• Short problem: Update the data from the line containing "Target: chair caster wheel" through the end of the data by changing "pixel coordinates" to "pixel positions" wherever it occurs, and give those lines back with all else unchanged.

— Start Entries shown —

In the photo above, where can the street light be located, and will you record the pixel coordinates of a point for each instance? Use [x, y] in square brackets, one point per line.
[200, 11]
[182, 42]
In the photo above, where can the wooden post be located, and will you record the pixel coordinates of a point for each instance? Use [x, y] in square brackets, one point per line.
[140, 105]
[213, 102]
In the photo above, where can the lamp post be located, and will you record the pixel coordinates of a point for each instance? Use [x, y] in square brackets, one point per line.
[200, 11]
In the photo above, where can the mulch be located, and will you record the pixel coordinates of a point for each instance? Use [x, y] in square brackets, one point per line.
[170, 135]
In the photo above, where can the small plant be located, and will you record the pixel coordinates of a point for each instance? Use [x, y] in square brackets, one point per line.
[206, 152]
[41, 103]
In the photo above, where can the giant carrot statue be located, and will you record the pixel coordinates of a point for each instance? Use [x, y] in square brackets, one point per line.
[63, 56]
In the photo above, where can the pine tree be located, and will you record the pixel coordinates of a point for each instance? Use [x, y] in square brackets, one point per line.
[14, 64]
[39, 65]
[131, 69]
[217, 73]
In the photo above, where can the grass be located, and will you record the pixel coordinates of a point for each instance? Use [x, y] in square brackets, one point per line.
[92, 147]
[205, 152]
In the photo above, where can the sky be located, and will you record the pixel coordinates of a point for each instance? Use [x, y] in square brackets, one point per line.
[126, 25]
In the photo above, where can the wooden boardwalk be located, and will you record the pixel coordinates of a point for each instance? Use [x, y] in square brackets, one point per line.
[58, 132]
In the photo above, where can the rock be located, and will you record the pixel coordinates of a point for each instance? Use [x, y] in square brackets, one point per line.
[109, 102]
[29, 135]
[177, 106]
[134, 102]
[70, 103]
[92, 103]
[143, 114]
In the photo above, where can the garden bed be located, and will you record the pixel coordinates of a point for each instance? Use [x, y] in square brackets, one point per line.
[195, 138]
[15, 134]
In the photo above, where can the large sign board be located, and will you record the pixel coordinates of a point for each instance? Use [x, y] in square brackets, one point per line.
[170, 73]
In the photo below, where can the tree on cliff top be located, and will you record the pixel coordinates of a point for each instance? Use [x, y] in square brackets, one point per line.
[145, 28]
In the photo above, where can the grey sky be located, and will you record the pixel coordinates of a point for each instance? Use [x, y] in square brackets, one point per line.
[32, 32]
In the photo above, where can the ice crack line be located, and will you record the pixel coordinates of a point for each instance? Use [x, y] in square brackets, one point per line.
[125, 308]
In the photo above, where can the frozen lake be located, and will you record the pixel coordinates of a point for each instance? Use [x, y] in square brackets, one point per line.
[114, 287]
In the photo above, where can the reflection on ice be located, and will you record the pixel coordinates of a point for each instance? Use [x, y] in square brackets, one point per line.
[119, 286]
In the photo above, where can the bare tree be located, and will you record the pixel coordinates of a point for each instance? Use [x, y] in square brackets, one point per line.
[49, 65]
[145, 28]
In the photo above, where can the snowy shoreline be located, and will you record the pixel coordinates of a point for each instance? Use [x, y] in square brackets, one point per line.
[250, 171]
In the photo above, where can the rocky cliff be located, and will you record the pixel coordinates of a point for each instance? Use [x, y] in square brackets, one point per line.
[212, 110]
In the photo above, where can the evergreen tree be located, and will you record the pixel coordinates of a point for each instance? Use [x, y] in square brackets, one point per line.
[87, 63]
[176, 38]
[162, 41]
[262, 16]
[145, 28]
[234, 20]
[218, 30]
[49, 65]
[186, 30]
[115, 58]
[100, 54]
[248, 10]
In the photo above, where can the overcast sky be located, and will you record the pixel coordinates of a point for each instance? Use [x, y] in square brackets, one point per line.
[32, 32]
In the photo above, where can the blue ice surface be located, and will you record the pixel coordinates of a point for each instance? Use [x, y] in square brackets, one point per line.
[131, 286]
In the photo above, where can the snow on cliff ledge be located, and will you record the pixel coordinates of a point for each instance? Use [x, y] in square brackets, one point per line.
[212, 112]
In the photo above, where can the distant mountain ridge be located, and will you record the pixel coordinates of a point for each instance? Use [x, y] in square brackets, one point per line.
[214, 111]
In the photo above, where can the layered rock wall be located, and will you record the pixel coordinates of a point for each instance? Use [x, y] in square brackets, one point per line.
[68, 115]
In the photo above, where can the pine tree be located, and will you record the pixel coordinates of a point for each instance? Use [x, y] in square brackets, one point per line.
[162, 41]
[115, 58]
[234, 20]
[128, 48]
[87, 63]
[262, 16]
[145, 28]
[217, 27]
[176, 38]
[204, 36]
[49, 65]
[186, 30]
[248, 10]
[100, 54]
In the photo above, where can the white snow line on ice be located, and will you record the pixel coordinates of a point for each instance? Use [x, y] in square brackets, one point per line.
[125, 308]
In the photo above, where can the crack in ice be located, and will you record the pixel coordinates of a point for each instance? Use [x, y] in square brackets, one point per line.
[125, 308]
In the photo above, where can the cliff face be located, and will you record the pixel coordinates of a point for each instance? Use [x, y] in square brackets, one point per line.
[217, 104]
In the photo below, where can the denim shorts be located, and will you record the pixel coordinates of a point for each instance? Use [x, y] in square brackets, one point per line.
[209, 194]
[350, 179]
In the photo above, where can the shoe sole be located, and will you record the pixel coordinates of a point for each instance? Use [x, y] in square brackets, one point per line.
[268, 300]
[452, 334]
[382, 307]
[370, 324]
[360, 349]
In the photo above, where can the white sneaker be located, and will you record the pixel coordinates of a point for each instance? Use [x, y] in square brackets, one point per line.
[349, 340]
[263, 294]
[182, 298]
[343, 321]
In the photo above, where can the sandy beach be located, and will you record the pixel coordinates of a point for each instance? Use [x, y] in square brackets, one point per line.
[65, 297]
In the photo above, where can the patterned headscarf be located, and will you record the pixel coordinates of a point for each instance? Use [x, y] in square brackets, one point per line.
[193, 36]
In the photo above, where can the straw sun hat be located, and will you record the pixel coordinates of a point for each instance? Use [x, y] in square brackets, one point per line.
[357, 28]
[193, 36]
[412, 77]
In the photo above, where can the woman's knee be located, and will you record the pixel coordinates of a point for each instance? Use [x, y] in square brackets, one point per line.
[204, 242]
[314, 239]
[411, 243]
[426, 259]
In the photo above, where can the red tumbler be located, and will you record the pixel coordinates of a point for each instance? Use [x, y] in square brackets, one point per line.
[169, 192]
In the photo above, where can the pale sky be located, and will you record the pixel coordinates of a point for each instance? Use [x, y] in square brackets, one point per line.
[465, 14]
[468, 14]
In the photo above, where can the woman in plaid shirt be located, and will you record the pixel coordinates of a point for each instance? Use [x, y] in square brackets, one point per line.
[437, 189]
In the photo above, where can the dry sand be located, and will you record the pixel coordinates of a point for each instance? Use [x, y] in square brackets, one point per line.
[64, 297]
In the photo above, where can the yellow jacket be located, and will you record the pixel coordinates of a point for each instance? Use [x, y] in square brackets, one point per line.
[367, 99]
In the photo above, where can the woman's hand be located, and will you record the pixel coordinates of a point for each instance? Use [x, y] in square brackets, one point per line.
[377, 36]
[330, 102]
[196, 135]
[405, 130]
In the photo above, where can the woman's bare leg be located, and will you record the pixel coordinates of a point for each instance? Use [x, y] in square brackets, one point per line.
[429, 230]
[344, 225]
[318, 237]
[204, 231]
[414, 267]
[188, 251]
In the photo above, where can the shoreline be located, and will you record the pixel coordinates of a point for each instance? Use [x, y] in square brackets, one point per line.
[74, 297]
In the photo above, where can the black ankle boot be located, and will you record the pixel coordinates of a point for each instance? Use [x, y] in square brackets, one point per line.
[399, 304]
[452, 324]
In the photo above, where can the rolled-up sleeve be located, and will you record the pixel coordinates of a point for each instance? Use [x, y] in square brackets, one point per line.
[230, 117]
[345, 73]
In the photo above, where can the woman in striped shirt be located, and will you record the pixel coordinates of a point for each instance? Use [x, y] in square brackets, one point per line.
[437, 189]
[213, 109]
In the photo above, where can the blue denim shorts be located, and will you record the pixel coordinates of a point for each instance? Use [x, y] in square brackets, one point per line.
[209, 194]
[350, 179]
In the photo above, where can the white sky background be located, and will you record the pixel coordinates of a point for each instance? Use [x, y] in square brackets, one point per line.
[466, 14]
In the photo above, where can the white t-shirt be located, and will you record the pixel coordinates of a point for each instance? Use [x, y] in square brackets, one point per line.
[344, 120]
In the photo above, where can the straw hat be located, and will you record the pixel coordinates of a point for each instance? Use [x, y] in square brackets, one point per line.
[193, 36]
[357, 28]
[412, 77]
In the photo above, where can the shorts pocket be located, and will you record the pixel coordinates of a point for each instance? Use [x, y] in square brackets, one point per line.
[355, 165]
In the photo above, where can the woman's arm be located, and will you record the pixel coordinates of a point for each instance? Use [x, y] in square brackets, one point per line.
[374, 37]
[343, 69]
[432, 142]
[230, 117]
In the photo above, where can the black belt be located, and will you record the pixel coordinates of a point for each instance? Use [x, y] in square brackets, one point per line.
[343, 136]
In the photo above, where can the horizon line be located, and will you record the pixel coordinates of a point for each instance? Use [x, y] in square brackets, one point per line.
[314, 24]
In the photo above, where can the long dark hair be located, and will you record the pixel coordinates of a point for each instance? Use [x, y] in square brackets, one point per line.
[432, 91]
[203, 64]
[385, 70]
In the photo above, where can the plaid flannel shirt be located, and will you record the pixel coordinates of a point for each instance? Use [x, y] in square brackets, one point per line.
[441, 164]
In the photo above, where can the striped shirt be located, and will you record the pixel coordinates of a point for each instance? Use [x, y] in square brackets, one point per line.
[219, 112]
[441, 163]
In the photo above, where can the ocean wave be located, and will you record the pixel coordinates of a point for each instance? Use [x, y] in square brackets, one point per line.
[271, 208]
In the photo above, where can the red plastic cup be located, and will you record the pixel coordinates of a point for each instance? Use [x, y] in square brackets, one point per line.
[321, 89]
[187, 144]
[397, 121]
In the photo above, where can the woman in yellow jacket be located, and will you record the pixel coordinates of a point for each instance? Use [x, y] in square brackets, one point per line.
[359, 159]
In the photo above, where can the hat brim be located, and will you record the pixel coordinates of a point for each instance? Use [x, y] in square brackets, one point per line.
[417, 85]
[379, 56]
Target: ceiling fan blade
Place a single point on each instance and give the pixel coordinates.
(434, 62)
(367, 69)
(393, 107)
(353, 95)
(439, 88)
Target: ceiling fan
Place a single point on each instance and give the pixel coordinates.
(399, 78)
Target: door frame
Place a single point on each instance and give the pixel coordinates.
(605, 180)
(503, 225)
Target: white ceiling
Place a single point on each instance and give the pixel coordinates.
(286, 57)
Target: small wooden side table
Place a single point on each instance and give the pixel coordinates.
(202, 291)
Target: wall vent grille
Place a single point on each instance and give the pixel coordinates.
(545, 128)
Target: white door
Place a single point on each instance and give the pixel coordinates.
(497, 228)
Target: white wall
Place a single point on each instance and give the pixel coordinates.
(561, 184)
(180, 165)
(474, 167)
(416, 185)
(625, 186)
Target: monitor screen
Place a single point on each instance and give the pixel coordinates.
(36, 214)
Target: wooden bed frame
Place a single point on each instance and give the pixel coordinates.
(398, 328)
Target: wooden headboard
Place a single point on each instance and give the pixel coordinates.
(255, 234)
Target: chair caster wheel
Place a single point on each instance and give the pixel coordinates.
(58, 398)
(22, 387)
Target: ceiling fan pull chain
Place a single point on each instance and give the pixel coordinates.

— End Entries shown —

• Solution:
Target: chair caster wheel
Place a single point on each instance and give the pixel positions.
(58, 398)
(22, 387)
Target: ceiling fan pull chain
Place a single point on each instance and give the pixel positions.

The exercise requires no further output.